== Exercise 1 ==
Return the page on the Impala Alter Table Statement word for word, in full.

--- Start of Page extract ---

Impala Alter Table Statement – HDFS Caching and Permissions

Boost your career with Data Engineering Courses!!

Basically, to change the structure or properties of an existing Impala table we use Impala Alter Table Statement. There are much more to know about Impala Alter Table Statement. Like Altering the name of a table,

Adding columns to a table, Dropping columns from a table, Changing the name and type of a column or Altering a Table using Hue. So, in this article on Impala Alter Table Statement, we will discuss all of them. Also, we will include syntax and example to understand it well.

Introduction to Impala Alter Table Statement?

While we need to change the structure or properties of an existing Impala table, we use Impala Alter Table Statement.

Basically, there is a primarily a logical operation that updates the table metadata in the Metastore database that Impala shares with Hive, in Impala. However, we can say most ALTER TABLE operations do not actually rewrite, move, and so on the actual data files.

--- End of Page extract ---
--- Start of Records shown ---

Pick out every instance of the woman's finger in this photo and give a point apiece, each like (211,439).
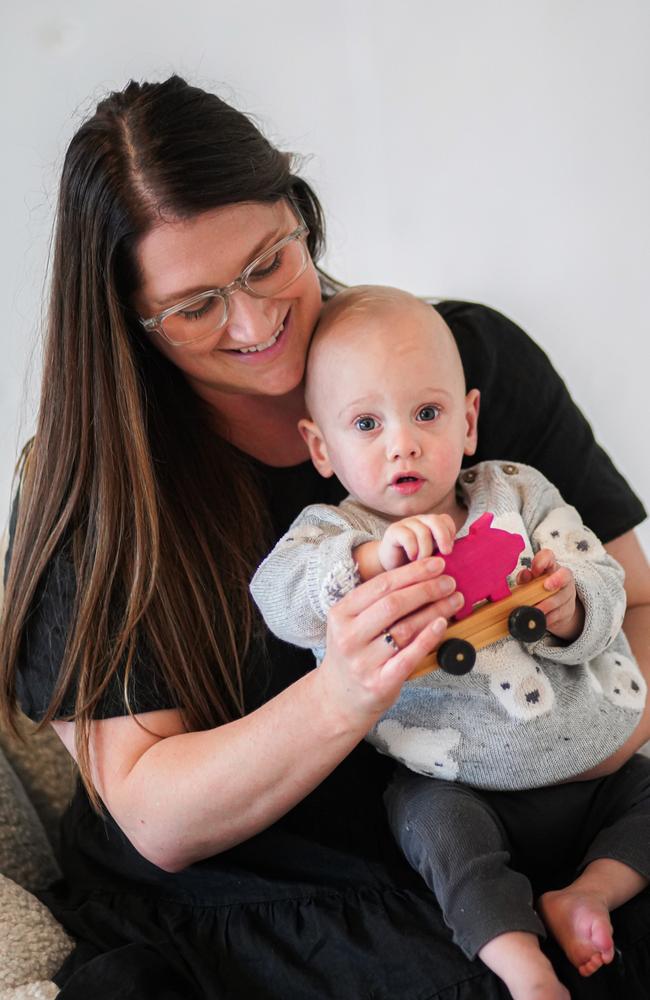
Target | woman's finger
(391,609)
(401,665)
(394,580)
(411,625)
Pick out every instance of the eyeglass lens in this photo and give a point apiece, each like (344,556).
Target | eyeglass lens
(273,272)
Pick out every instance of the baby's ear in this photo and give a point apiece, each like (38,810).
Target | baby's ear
(472,406)
(317,447)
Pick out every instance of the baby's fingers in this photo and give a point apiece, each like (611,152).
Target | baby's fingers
(543,562)
(560,580)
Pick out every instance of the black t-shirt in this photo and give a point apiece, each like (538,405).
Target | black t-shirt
(320,903)
(527,415)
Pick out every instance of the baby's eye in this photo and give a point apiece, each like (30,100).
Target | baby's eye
(365,423)
(428,413)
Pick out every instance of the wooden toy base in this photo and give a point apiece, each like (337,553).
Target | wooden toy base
(489,621)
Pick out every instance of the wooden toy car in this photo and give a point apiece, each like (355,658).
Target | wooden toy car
(515,615)
(480,563)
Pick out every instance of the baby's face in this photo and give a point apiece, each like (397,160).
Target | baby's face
(391,417)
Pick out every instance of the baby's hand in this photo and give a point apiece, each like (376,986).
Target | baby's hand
(565,615)
(416,538)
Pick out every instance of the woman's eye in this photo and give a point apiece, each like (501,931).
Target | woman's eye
(266,267)
(365,423)
(194,314)
(428,413)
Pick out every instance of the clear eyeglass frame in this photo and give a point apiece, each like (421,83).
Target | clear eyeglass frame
(155,323)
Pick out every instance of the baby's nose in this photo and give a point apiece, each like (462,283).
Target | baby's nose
(403,445)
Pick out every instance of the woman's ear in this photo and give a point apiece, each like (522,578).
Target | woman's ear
(317,447)
(472,406)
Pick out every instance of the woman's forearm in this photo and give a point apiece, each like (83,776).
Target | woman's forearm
(192,795)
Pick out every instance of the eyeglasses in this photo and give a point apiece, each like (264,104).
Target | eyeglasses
(202,315)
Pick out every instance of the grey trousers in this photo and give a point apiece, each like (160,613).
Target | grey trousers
(486,854)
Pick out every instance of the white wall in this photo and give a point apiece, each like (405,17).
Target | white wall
(496,150)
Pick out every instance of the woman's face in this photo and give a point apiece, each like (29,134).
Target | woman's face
(180,258)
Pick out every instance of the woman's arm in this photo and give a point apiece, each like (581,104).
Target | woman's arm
(628,552)
(181,796)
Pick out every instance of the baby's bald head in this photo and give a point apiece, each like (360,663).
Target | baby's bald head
(377,319)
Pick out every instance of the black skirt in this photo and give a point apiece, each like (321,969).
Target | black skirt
(319,906)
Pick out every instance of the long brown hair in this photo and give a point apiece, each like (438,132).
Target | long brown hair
(159,517)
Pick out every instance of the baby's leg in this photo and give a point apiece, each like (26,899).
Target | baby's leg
(518,960)
(456,841)
(616,868)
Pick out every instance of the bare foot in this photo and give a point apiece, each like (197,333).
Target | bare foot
(519,961)
(580,922)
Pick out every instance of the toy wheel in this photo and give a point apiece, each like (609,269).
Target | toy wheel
(527,624)
(456,656)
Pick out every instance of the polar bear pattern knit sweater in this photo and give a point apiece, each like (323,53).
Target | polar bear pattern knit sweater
(526,715)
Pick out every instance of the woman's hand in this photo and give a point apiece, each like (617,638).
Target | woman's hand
(378,634)
(416,538)
(565,616)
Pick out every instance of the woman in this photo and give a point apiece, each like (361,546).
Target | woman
(237,845)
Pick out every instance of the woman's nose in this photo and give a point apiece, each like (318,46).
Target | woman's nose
(251,321)
(403,444)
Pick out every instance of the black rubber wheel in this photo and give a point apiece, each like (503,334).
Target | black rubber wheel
(457,656)
(527,624)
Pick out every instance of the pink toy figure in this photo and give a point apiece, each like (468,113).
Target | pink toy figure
(481,561)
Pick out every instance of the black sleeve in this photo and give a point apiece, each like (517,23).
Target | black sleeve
(527,415)
(43,646)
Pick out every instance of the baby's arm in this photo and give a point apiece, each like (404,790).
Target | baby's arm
(597,578)
(311,567)
(565,614)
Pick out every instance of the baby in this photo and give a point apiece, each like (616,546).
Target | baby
(486,754)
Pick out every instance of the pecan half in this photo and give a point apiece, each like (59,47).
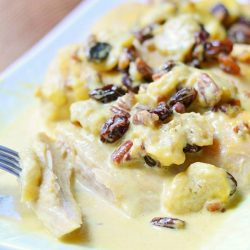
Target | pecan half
(168,222)
(107,93)
(144,69)
(122,153)
(185,96)
(191,148)
(114,128)
(242,129)
(144,117)
(151,162)
(163,111)
(228,64)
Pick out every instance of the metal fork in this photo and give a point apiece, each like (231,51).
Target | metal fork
(10,161)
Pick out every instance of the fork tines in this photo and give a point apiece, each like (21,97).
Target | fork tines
(10,161)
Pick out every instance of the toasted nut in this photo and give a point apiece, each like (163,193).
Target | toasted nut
(113,129)
(144,117)
(168,222)
(191,148)
(151,162)
(107,93)
(229,65)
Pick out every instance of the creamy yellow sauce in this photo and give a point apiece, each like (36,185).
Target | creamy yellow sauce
(106,227)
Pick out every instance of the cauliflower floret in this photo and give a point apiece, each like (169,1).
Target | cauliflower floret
(200,185)
(90,114)
(166,144)
(178,36)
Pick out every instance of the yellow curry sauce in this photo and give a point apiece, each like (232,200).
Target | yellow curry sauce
(150,116)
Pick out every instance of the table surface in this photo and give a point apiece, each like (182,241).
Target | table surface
(24,22)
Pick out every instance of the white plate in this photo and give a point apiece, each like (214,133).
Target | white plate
(17,84)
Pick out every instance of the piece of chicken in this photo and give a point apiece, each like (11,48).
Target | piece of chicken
(46,186)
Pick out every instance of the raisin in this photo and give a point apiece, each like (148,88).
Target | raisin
(144,34)
(128,83)
(228,64)
(99,51)
(220,12)
(197,55)
(240,32)
(107,93)
(166,67)
(113,129)
(144,69)
(168,222)
(118,111)
(185,96)
(150,161)
(163,111)
(216,47)
(128,55)
(121,153)
(191,148)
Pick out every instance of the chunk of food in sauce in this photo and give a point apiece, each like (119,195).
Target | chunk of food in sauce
(201,185)
(47,186)
(133,106)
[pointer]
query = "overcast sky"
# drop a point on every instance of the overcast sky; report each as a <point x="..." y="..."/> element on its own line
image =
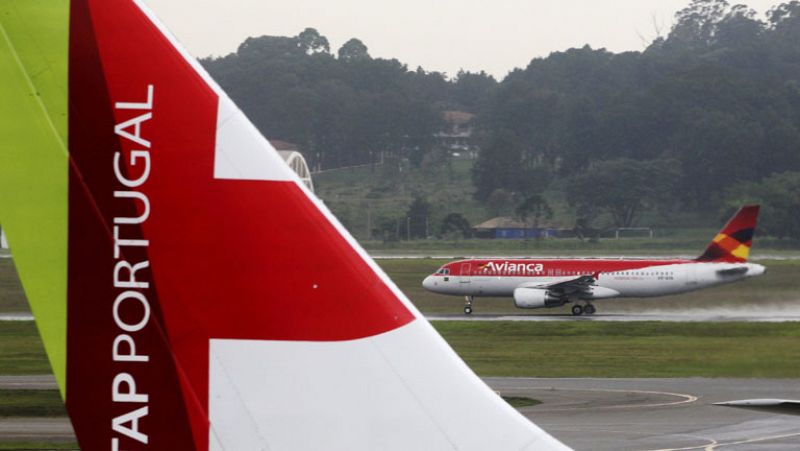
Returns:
<point x="442" y="35"/>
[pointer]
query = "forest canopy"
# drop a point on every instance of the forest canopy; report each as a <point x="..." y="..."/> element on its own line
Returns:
<point x="705" y="109"/>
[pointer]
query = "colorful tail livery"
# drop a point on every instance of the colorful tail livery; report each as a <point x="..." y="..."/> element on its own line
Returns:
<point x="190" y="292"/>
<point x="733" y="242"/>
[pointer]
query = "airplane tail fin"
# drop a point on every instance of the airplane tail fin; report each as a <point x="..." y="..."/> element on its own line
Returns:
<point x="733" y="242"/>
<point x="191" y="291"/>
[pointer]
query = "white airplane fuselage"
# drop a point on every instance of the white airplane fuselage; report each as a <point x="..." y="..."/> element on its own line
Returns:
<point x="612" y="277"/>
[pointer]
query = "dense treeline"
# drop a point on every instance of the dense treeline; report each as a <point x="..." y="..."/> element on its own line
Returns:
<point x="705" y="113"/>
<point x="345" y="108"/>
<point x="719" y="97"/>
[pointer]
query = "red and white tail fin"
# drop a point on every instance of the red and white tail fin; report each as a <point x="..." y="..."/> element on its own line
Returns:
<point x="733" y="242"/>
<point x="212" y="301"/>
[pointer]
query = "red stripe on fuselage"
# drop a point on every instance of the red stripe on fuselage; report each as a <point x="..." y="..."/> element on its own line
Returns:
<point x="550" y="267"/>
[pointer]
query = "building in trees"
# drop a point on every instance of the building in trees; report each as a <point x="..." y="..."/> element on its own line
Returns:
<point x="457" y="133"/>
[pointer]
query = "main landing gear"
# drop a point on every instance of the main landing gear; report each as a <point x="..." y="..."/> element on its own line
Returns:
<point x="578" y="310"/>
<point x="468" y="305"/>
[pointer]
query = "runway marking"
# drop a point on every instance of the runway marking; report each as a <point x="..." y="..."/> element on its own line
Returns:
<point x="714" y="444"/>
<point x="686" y="398"/>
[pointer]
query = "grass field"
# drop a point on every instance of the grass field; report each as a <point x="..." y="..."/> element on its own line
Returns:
<point x="31" y="403"/>
<point x="12" y="298"/>
<point x="21" y="349"/>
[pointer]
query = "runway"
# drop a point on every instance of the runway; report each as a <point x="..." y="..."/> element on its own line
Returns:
<point x="588" y="414"/>
<point x="657" y="414"/>
<point x="699" y="315"/>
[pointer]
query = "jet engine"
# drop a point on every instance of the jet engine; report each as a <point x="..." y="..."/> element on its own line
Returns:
<point x="535" y="298"/>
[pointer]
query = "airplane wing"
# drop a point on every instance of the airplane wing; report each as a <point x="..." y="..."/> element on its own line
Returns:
<point x="567" y="286"/>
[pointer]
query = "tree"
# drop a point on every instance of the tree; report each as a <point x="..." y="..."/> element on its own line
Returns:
<point x="310" y="41"/>
<point x="534" y="207"/>
<point x="624" y="188"/>
<point x="455" y="225"/>
<point x="354" y="50"/>
<point x="418" y="216"/>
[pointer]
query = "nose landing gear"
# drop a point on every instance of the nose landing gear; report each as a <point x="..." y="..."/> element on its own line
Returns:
<point x="578" y="310"/>
<point x="468" y="305"/>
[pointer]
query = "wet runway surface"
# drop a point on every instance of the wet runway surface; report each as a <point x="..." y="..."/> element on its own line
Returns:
<point x="710" y="315"/>
<point x="590" y="414"/>
<point x="657" y="414"/>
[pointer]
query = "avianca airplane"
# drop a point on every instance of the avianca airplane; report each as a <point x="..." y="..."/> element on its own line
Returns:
<point x="191" y="293"/>
<point x="542" y="283"/>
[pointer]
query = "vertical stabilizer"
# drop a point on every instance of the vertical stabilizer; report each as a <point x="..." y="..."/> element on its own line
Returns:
<point x="733" y="242"/>
<point x="212" y="302"/>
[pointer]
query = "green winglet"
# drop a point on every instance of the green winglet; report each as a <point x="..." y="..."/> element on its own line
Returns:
<point x="34" y="160"/>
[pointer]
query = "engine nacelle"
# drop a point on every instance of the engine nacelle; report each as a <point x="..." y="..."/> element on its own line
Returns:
<point x="535" y="298"/>
<point x="596" y="292"/>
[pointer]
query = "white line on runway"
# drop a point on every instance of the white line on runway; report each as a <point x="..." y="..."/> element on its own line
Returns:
<point x="686" y="398"/>
<point x="714" y="445"/>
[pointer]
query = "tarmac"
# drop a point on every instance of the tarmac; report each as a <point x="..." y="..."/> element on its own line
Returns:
<point x="690" y="315"/>
<point x="657" y="414"/>
<point x="588" y="414"/>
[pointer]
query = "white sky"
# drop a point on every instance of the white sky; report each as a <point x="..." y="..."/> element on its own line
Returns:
<point x="443" y="35"/>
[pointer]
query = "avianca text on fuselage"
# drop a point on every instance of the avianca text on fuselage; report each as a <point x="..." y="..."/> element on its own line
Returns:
<point x="132" y="167"/>
<point x="555" y="282"/>
<point x="506" y="267"/>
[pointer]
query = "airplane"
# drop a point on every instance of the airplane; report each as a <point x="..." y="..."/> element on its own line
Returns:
<point x="548" y="283"/>
<point x="191" y="292"/>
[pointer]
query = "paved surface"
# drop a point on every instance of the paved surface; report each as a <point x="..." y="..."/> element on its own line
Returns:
<point x="699" y="315"/>
<point x="658" y="414"/>
<point x="591" y="414"/>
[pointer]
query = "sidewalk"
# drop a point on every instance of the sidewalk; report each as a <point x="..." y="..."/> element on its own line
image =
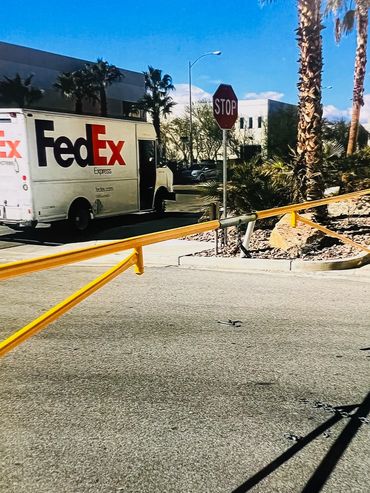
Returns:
<point x="179" y="253"/>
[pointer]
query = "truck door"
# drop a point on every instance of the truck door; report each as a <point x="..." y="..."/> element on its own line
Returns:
<point x="147" y="173"/>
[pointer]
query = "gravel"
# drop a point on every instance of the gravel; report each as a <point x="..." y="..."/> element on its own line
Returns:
<point x="350" y="218"/>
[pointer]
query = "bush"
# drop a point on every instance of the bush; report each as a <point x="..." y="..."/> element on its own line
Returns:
<point x="250" y="188"/>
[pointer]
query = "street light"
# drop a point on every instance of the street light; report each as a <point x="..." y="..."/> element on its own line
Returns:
<point x="191" y="64"/>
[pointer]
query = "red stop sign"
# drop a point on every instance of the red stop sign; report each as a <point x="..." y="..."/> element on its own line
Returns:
<point x="225" y="106"/>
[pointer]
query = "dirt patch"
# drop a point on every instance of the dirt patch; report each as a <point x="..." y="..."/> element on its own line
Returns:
<point x="351" y="219"/>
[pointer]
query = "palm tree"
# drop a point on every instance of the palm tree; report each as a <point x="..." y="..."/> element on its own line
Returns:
<point x="19" y="91"/>
<point x="103" y="75"/>
<point x="77" y="86"/>
<point x="346" y="25"/>
<point x="156" y="100"/>
<point x="309" y="138"/>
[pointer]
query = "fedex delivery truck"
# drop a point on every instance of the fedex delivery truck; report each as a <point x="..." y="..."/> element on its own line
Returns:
<point x="56" y="166"/>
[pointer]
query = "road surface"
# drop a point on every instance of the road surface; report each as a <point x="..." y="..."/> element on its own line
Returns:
<point x="142" y="389"/>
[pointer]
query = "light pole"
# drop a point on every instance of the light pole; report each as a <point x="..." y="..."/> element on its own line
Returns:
<point x="191" y="64"/>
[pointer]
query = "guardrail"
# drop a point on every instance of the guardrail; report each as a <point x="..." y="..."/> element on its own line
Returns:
<point x="135" y="259"/>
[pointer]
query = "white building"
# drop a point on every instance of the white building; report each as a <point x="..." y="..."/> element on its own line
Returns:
<point x="266" y="125"/>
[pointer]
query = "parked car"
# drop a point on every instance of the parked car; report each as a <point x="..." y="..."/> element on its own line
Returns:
<point x="200" y="173"/>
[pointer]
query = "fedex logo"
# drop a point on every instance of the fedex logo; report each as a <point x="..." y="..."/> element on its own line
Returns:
<point x="84" y="150"/>
<point x="10" y="147"/>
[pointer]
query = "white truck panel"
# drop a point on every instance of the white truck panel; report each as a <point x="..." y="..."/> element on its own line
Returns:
<point x="48" y="160"/>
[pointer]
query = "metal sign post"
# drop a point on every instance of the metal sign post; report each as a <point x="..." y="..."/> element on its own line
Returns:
<point x="225" y="111"/>
<point x="224" y="178"/>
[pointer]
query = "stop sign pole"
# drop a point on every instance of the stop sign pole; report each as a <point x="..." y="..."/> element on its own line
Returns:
<point x="225" y="111"/>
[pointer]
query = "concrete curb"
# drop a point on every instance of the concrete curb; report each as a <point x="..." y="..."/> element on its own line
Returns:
<point x="278" y="265"/>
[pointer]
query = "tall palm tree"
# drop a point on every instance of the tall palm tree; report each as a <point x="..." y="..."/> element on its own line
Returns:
<point x="19" y="91"/>
<point x="76" y="86"/>
<point x="103" y="75"/>
<point x="156" y="100"/>
<point x="345" y="18"/>
<point x="309" y="138"/>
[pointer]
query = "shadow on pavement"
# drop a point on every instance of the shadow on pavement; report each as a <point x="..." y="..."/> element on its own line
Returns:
<point x="329" y="462"/>
<point x="102" y="229"/>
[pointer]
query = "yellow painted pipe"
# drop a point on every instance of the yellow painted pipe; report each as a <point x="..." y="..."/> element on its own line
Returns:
<point x="58" y="310"/>
<point x="22" y="267"/>
<point x="278" y="211"/>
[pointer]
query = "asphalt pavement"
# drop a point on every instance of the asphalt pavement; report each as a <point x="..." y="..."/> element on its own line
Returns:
<point x="187" y="381"/>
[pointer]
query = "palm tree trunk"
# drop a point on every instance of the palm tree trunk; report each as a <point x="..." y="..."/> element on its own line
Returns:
<point x="78" y="106"/>
<point x="103" y="102"/>
<point x="360" y="69"/>
<point x="309" y="143"/>
<point x="157" y="127"/>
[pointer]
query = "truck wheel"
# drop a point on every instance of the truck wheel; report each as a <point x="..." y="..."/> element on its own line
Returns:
<point x="159" y="203"/>
<point x="79" y="217"/>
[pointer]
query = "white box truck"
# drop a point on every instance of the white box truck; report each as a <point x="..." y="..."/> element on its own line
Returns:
<point x="56" y="166"/>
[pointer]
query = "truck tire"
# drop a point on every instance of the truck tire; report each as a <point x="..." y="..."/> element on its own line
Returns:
<point x="159" y="202"/>
<point x="79" y="217"/>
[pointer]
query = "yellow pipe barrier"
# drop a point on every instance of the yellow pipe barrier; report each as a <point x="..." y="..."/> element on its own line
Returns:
<point x="14" y="269"/>
<point x="278" y="211"/>
<point x="58" y="310"/>
<point x="329" y="232"/>
<point x="22" y="267"/>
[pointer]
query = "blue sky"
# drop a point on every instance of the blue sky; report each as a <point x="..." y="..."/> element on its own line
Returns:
<point x="259" y="51"/>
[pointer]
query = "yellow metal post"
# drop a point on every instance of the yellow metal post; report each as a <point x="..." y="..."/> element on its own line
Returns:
<point x="293" y="219"/>
<point x="139" y="266"/>
<point x="58" y="310"/>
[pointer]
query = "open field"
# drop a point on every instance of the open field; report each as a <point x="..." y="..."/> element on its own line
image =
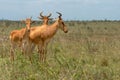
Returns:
<point x="89" y="51"/>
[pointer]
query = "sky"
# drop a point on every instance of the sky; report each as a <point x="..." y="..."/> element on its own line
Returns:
<point x="70" y="9"/>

--- End of Records shown ---

== Exercise 2 ==
In how many lines of the records does the string "base" appear? Reply with the number only.

== Task response 1 ==
Impala Alter Table Statement – HDFS Caching and Permissions

Boost your career with Data Engineering Courses!!

Basically, to change the structure or properties of an existing Impala table we use Impala Alter Table Statement. There are much more to know about Impala Alter Table Statement. Like Altering the name of a table,

Adding columns to a table, Dropping columns from a table, Changing the name and type of a column or Altering a Table using Hue. So, in this article on Impala Alter Table Statement, we will discuss all of them. Also, we will include syntax and example to understand it well.

Introduction to Impala Alter Table Statement?

While we need to change the structure or properties of an existing Impala table, we use Impala Alter Table Statement.

Basically, there is a primarily a logical operation that updates the table metadata in the Metastore database that Impala shares with Hive, in Impala. However, we can say most ALTER TABLE operations do not actually rewrite, move, and so on the actual data files.

== Task response 2 ==
2